(INPUT FOR THIS TASK Opens)
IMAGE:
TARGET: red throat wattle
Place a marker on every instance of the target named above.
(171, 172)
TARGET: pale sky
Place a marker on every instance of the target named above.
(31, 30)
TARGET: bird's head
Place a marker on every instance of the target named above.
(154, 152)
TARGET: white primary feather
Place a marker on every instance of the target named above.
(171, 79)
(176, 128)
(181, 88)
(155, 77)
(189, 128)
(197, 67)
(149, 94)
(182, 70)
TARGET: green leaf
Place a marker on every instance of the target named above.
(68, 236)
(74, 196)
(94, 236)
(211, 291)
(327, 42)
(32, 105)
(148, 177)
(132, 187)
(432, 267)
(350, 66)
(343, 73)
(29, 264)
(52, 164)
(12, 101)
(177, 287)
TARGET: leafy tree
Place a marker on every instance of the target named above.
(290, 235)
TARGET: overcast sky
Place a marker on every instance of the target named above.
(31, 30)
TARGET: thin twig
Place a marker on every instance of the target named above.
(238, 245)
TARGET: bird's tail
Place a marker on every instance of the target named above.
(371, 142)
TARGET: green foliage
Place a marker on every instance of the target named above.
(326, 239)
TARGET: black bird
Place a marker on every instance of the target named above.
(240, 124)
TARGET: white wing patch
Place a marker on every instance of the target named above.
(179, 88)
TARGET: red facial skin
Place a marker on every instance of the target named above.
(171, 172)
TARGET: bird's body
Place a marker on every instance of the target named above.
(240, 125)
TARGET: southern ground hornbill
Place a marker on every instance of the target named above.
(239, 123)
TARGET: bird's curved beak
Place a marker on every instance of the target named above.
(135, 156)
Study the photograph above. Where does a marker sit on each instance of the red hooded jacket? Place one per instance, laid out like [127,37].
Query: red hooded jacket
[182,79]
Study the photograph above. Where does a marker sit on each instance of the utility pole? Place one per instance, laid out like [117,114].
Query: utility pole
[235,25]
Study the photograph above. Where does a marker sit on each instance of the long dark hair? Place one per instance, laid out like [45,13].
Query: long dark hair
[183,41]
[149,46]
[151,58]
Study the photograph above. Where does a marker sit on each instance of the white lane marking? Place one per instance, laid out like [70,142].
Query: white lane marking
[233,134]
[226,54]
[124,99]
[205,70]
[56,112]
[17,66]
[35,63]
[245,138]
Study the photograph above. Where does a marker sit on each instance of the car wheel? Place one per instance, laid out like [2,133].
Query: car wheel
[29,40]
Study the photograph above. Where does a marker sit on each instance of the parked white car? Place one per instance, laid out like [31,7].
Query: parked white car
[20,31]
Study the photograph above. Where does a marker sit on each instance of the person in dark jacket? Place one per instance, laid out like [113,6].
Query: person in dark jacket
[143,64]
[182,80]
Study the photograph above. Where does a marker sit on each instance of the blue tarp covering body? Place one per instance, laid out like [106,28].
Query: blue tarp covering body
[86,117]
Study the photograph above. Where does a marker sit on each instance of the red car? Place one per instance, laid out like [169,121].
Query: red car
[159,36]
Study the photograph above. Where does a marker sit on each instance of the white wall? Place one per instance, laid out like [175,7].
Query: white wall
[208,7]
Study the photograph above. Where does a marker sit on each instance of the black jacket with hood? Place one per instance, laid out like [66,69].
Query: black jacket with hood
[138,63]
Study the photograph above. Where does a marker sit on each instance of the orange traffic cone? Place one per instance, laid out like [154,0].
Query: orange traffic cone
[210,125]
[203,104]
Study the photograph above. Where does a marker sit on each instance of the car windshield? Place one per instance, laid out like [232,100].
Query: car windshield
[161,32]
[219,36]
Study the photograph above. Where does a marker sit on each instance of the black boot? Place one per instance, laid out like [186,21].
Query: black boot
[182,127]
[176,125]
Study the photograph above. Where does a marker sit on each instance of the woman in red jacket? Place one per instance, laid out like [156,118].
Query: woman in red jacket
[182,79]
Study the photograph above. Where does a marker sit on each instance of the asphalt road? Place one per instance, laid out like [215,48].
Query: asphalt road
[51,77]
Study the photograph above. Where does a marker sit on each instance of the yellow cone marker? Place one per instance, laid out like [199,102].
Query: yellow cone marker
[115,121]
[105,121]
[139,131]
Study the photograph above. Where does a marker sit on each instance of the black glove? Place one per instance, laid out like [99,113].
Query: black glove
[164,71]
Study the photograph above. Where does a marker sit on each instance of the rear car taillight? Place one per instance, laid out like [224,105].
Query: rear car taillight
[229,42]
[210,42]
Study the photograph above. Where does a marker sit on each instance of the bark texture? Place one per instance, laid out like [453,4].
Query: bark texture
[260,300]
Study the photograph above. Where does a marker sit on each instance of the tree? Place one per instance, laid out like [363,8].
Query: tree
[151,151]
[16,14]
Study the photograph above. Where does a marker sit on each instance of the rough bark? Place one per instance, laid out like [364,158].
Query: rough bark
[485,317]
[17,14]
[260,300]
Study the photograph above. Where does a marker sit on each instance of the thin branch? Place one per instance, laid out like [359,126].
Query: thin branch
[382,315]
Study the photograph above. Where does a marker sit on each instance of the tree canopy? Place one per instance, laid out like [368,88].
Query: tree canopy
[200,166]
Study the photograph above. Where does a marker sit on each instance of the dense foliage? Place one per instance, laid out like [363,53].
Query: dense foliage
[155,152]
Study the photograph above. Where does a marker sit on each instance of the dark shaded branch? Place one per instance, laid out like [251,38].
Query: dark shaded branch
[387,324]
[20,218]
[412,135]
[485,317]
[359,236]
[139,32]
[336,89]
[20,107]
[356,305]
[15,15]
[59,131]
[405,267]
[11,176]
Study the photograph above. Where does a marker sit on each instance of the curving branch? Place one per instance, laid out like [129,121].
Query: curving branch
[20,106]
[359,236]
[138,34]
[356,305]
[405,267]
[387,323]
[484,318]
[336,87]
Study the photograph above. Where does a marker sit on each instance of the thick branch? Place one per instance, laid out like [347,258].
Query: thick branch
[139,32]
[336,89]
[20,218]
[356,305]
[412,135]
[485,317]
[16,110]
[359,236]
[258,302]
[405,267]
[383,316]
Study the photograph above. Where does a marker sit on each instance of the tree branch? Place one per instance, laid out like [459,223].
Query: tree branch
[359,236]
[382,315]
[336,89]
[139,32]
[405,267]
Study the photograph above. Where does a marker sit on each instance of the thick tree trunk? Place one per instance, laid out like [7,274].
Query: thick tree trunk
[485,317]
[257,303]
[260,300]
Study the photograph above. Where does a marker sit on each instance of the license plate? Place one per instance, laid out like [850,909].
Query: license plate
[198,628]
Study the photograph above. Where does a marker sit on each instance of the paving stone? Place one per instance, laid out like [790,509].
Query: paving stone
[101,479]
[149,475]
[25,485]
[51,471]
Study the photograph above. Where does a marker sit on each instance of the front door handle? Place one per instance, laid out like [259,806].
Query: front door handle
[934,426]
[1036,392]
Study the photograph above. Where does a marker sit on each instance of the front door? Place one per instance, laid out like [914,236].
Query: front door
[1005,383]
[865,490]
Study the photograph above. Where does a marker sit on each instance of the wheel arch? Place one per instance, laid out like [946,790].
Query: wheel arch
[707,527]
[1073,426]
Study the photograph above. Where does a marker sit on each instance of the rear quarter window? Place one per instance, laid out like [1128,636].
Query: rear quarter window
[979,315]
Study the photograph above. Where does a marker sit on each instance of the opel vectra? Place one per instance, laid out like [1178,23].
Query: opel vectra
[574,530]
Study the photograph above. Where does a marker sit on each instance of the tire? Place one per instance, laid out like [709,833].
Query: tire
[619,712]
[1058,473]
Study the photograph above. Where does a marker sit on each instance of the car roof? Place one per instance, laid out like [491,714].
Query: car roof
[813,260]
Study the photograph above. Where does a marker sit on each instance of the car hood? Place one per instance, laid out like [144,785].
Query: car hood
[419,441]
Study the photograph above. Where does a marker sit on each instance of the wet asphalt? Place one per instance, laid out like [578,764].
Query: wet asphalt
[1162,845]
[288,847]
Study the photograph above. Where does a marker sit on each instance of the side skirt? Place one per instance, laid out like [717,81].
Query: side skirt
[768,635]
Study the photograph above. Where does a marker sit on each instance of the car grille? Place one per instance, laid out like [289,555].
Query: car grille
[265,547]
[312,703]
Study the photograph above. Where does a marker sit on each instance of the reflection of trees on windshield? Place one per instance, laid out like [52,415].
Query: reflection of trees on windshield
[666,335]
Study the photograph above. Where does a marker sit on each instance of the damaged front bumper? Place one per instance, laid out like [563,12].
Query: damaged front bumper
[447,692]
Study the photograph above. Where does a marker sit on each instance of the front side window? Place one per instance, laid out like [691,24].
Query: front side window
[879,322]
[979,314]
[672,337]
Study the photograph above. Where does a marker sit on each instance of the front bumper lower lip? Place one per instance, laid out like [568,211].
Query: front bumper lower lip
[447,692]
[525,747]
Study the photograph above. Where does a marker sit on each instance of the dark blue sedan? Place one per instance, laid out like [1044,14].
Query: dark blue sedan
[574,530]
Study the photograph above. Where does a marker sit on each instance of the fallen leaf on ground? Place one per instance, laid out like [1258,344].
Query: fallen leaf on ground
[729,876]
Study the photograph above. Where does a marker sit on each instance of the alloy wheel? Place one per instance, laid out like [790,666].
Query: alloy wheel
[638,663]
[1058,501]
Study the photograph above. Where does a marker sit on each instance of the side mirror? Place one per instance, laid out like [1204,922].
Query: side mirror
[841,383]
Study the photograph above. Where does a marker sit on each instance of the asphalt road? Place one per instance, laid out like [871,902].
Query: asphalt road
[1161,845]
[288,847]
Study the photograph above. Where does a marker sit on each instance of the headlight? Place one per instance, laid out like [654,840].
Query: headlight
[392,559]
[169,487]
(INPUT FOR THIS TASK Closes)
◆ **REQUIREMENT**
Reproduce each line of the records in which "bird" appears.

◆ **OUTPUT FOR THIS EXERCISE**
TARGET: bird's head
TARGET: bird's tail
TARGET: black bird
TARGET: bird's body
TARGET: bird's curved beak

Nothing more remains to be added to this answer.